TASK REQUIREMENTS: Working from the line that contains "Target | grassy bank" down to the last line below, repeat each line exactly.

EXERCISE INPUTS:
[BEGIN]

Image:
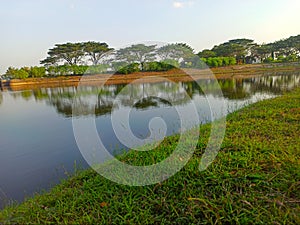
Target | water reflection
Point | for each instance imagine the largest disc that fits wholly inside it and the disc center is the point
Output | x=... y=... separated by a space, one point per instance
x=36 y=134
x=101 y=100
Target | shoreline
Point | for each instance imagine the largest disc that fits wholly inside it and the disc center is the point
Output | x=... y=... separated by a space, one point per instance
x=250 y=174
x=230 y=72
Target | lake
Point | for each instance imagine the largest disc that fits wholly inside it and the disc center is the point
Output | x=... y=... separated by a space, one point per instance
x=38 y=147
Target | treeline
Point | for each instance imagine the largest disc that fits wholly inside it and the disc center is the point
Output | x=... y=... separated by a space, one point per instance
x=98 y=57
x=246 y=51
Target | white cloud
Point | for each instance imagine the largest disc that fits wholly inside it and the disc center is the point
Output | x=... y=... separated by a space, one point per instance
x=178 y=4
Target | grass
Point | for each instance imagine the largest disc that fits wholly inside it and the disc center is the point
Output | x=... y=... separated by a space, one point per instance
x=255 y=179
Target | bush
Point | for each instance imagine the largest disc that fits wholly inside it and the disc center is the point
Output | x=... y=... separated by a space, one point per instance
x=96 y=69
x=157 y=66
x=37 y=71
x=17 y=73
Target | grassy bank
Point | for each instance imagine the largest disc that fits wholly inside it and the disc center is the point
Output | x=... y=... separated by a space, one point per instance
x=255 y=179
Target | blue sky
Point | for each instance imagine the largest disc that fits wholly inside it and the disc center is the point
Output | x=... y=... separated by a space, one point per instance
x=30 y=27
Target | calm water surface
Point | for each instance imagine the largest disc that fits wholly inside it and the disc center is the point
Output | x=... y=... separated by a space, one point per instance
x=37 y=145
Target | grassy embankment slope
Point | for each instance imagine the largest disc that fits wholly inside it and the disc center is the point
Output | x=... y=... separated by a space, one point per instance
x=255 y=179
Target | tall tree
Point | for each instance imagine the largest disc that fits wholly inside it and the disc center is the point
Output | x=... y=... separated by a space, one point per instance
x=206 y=53
x=175 y=51
x=69 y=53
x=138 y=53
x=95 y=50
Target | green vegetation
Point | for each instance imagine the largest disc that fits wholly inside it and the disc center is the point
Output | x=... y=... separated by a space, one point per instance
x=219 y=61
x=246 y=51
x=147 y=67
x=74 y=58
x=254 y=180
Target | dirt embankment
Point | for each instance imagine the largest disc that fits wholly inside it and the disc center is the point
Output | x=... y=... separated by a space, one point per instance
x=238 y=71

[END]

FINAL ANSWER:
Target | grassy bank
Point | for each instance imagine the largest disc that fits wholly inside it and the disc center is the point
Output | x=... y=... separated by a space, one point per instance
x=255 y=179
Target | blue sky
Point | for each instance imagine the largest disc that fits wholly inside it and the disc center is the point
Output | x=... y=... separated by a space, one point per instance
x=30 y=27
Target | calm water surface
Point | for each instance imagine the largest disc that fits wholly inside it and the disc center is the point
Output | x=... y=... separated by a space, one point per instance
x=37 y=145
Target | grassy embankment slope
Point | for each instance imagine the largest disc that fits wholly inside it and the disc center is the point
Output | x=... y=... separated by a space, one point per instance
x=255 y=179
Target | tall tree
Point | for each instance imagine the largest disc that fits wholly inside it and the disc center is the point
Output | x=... y=... separated by a space, one point per instance
x=206 y=53
x=175 y=51
x=69 y=53
x=138 y=53
x=95 y=50
Target | green vegetation
Point | for each instance imagine the largest disc that fits wholly inside it and the disc center is the point
Output | x=... y=... separated by a space, one point per instance
x=219 y=61
x=246 y=51
x=147 y=67
x=74 y=58
x=254 y=180
Target | dirt embankment
Point | for each instance imagine the largest disc that fits wholly inside it and the disc center is the point
Output | x=... y=... separated by a space, one point per instance
x=238 y=71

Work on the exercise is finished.